** begin Task data **

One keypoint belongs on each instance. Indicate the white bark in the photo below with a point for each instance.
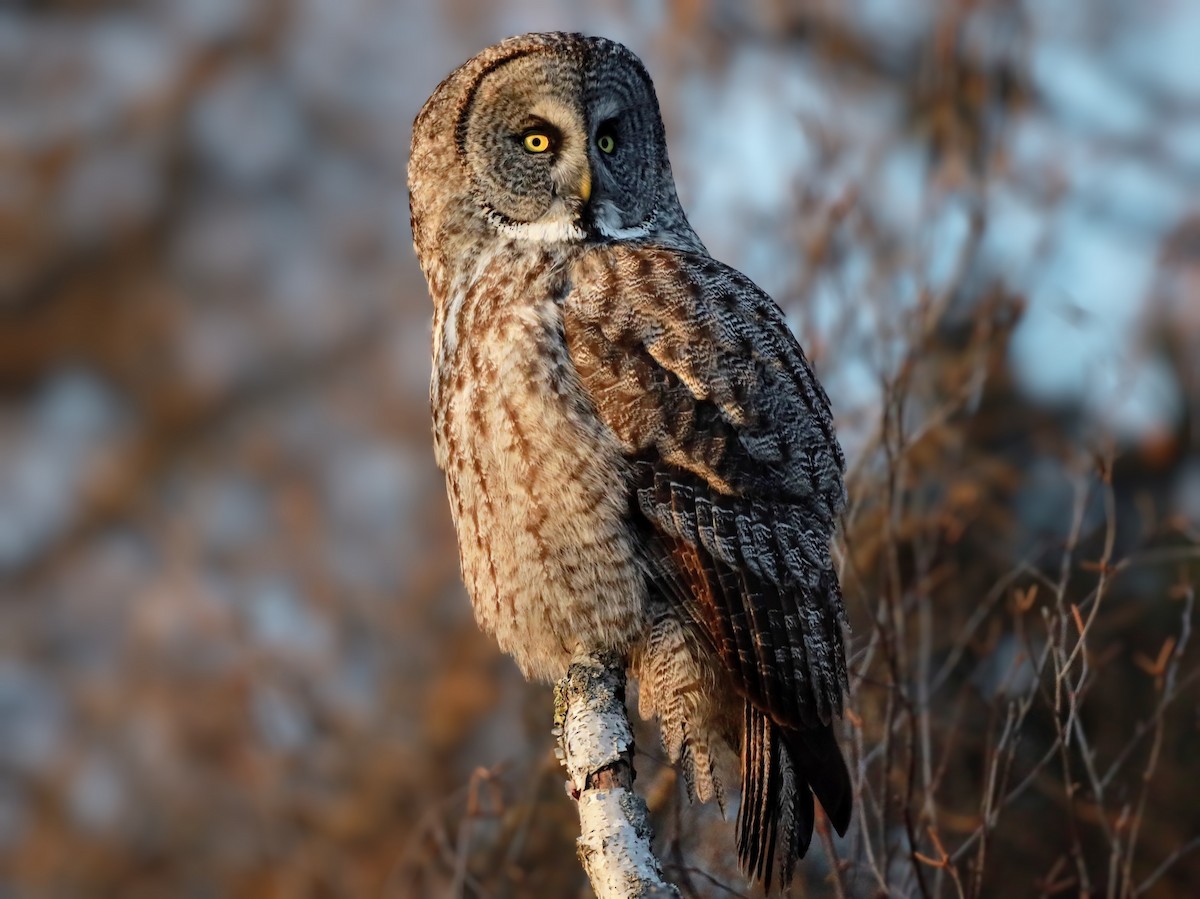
(595, 744)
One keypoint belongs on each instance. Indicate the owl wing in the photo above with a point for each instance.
(735, 465)
(736, 483)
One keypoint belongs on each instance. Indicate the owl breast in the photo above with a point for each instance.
(534, 479)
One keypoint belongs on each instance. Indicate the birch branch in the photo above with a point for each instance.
(595, 744)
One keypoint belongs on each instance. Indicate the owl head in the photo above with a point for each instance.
(546, 137)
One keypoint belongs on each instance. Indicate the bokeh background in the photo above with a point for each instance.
(235, 658)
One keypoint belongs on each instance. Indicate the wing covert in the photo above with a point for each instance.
(736, 474)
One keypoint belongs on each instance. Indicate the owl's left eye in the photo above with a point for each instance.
(537, 142)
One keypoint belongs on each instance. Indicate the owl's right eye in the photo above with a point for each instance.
(537, 142)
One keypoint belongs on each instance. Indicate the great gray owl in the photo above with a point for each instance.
(637, 454)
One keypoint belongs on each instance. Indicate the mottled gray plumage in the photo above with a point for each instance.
(637, 455)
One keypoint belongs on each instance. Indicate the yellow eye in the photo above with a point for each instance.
(537, 142)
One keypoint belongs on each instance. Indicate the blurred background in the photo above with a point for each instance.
(235, 657)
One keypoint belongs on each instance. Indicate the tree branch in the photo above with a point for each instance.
(595, 744)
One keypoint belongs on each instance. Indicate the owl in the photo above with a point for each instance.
(637, 455)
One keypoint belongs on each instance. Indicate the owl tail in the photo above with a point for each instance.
(781, 769)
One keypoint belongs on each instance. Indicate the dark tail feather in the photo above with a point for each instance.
(781, 769)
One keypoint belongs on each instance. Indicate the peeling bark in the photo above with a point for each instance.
(595, 744)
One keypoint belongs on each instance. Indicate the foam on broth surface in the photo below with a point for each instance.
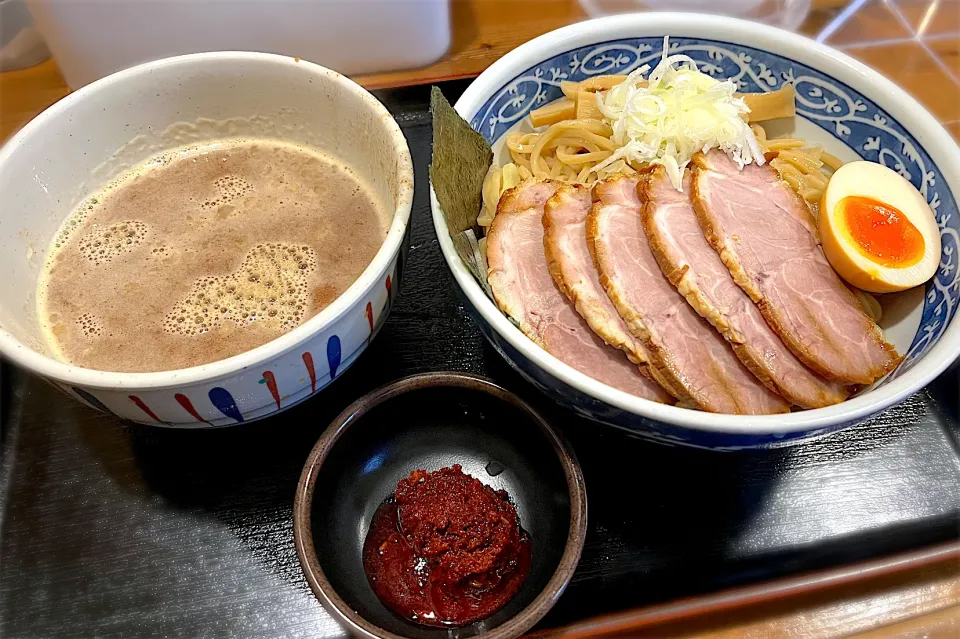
(205, 252)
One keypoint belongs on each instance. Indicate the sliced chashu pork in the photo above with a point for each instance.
(571, 265)
(681, 345)
(524, 290)
(767, 238)
(692, 265)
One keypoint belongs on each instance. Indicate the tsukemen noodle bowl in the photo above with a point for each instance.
(202, 240)
(709, 232)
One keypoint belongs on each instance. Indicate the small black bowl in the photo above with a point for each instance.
(431, 421)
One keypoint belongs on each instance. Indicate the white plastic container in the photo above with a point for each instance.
(93, 38)
(20, 42)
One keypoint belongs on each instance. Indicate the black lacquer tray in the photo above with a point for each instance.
(111, 529)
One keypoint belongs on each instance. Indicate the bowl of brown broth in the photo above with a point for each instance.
(202, 240)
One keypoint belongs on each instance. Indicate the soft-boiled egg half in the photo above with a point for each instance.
(877, 230)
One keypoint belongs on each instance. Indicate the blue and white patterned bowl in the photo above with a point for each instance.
(852, 110)
(84, 140)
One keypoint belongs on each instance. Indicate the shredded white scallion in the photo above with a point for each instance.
(677, 112)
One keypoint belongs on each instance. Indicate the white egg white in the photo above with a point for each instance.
(875, 181)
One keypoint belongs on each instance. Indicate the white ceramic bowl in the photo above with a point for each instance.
(87, 138)
(854, 111)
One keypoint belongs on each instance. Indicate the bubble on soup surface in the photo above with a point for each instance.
(259, 291)
(90, 325)
(103, 243)
(229, 188)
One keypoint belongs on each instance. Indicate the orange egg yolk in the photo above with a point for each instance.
(882, 233)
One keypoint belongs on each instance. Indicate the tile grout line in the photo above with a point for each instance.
(867, 44)
(916, 38)
(840, 20)
(903, 20)
(940, 63)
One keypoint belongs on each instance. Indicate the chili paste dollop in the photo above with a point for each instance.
(445, 549)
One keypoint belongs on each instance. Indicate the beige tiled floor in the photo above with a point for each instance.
(874, 22)
(916, 43)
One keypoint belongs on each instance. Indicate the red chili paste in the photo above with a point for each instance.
(446, 550)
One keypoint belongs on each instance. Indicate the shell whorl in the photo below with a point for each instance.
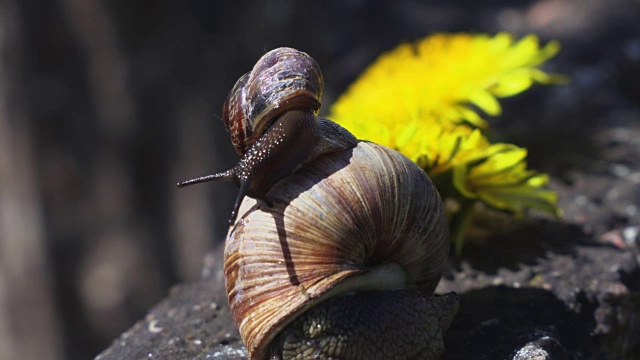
(283, 79)
(344, 216)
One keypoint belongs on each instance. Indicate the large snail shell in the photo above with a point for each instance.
(283, 79)
(366, 218)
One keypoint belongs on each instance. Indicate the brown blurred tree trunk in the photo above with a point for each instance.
(29, 327)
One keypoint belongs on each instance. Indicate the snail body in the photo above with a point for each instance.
(347, 223)
(335, 245)
(270, 115)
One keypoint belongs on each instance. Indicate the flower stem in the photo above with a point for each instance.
(460, 223)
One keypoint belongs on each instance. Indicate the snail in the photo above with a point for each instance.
(271, 116)
(335, 245)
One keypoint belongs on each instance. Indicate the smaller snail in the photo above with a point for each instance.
(271, 116)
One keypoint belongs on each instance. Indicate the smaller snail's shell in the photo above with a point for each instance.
(345, 215)
(283, 79)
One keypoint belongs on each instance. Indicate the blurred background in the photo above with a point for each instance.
(105, 105)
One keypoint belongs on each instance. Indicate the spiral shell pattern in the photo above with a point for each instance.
(339, 218)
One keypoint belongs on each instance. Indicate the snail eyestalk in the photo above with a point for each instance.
(228, 175)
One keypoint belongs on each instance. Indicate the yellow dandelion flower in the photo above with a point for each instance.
(437, 78)
(499, 177)
(424, 99)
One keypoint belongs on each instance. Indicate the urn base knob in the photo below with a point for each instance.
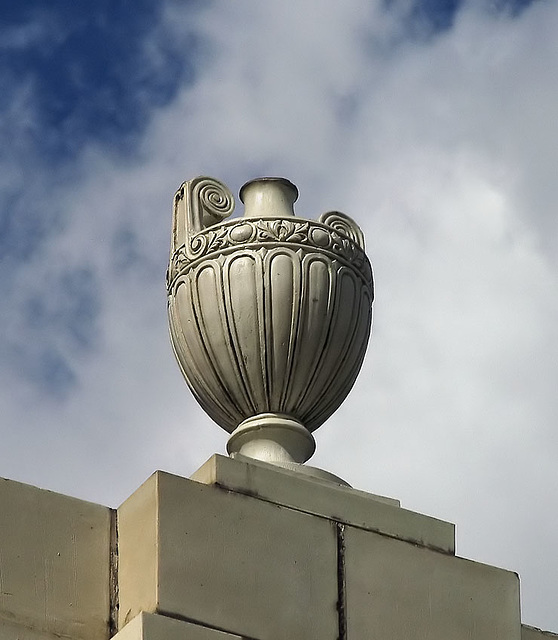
(272, 437)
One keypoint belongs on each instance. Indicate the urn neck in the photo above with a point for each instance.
(268, 198)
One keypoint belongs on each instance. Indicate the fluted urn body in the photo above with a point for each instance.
(269, 313)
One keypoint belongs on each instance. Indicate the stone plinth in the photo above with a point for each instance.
(54, 565)
(243, 550)
(227, 561)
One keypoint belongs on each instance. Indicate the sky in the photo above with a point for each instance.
(430, 122)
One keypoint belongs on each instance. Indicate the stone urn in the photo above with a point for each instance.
(269, 313)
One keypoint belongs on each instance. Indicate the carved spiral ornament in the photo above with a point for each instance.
(212, 200)
(269, 313)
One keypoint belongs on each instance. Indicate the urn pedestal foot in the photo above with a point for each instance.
(272, 437)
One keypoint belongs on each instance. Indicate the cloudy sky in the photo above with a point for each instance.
(431, 122)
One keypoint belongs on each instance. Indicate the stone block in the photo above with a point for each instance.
(532, 633)
(13, 631)
(54, 564)
(327, 499)
(149, 626)
(227, 561)
(398, 591)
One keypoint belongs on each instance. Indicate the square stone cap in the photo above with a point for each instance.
(326, 499)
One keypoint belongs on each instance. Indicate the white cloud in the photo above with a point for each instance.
(444, 151)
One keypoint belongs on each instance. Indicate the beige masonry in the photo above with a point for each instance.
(244, 550)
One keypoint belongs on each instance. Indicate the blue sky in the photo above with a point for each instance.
(432, 123)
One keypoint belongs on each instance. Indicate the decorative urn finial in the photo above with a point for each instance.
(269, 313)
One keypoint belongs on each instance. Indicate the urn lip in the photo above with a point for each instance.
(282, 181)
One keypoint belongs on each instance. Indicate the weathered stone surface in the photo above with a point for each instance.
(227, 561)
(532, 633)
(269, 314)
(343, 504)
(54, 564)
(13, 631)
(397, 591)
(149, 626)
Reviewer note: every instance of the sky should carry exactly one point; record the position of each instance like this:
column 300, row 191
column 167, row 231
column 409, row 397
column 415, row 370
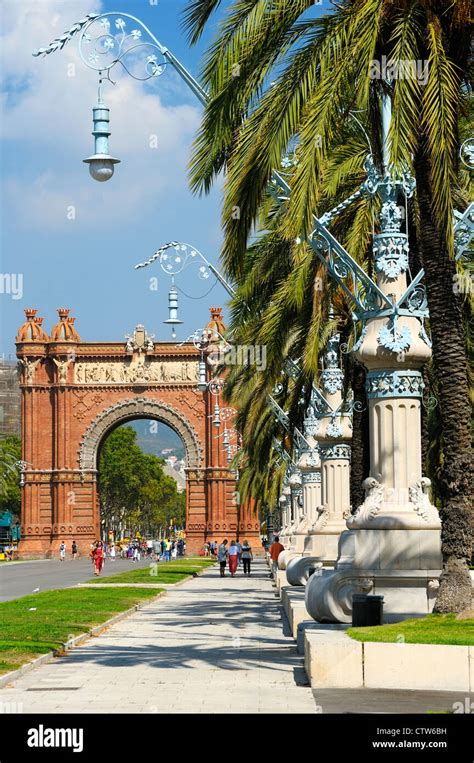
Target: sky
column 67, row 240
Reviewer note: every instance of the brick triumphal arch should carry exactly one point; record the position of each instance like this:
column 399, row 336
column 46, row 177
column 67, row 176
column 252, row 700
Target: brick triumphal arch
column 74, row 393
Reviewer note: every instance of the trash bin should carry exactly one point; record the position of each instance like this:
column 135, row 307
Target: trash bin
column 366, row 610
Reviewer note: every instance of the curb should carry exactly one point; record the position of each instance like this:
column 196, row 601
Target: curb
column 76, row 641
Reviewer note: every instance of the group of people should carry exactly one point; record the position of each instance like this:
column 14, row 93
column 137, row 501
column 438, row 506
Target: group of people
column 236, row 554
column 165, row 550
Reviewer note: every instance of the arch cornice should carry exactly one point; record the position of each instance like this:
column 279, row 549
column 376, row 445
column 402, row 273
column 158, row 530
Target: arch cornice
column 127, row 410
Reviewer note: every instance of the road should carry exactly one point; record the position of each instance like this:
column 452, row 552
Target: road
column 211, row 645
column 22, row 578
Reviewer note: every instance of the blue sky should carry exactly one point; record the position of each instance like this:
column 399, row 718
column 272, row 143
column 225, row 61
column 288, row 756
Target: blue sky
column 74, row 241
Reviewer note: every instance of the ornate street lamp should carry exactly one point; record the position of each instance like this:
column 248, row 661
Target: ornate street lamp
column 101, row 164
column 104, row 42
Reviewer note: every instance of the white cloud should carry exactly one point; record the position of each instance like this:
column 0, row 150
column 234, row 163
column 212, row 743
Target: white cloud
column 50, row 112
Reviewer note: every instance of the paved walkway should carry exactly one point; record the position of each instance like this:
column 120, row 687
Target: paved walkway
column 210, row 645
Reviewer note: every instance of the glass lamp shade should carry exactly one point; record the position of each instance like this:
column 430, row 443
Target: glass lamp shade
column 101, row 166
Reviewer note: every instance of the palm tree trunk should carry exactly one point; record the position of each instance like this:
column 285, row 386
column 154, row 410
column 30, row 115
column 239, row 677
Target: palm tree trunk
column 450, row 366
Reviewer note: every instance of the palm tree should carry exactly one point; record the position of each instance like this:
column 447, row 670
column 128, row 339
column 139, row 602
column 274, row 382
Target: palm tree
column 321, row 69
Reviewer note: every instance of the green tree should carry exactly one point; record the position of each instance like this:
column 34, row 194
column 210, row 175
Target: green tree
column 276, row 71
column 133, row 488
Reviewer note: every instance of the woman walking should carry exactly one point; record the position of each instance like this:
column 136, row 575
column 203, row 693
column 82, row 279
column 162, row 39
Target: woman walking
column 247, row 557
column 233, row 557
column 98, row 558
column 222, row 555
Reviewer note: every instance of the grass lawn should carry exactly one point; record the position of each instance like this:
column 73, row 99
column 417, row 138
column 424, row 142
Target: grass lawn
column 159, row 572
column 432, row 629
column 38, row 623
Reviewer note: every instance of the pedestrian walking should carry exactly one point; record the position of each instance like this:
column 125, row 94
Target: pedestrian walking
column 222, row 555
column 233, row 558
column 239, row 552
column 275, row 550
column 98, row 556
column 247, row 557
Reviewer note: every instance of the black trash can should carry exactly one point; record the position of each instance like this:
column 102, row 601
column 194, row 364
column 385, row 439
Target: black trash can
column 366, row 610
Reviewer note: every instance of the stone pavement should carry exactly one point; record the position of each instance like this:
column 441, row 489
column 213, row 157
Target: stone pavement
column 210, row 645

** end Task data **

• **Stated task**
Copy out exactly the lines from the line with "Reviewer note: every instance of the woman" to the end of the listing, including both of those lines, and give nothing else.

• **Correct result**
Reviewer note: every instance of the woman walking should carry exactly one point; record the position of each instance like this:
column 136, row 575
column 203, row 693
column 82, row 279
column 162, row 39
Target: woman walking
column 247, row 557
column 233, row 557
column 98, row 558
column 222, row 555
Reviewer note: every instance of the grass lawn should carry exactly one point; record the position of each instance like this:
column 73, row 99
column 417, row 138
column 424, row 142
Target: grass lawn
column 159, row 572
column 432, row 629
column 38, row 623
Reviewer note: every instance of the pedestrian walking should carry exactly one point; record the position of each instance like this:
column 125, row 94
Target: pedestrian walking
column 222, row 555
column 233, row 558
column 239, row 552
column 275, row 550
column 98, row 556
column 247, row 557
Reviewer note: every instance of the black trash can should carry exactly one point; record the position of each instance like this:
column 102, row 601
column 194, row 364
column 385, row 439
Target: black trash can
column 366, row 610
Reviewer note: every instance of the stone pavement should carry exactly one point; record the position of each instance like this:
column 441, row 489
column 213, row 157
Target: stone pavement
column 210, row 645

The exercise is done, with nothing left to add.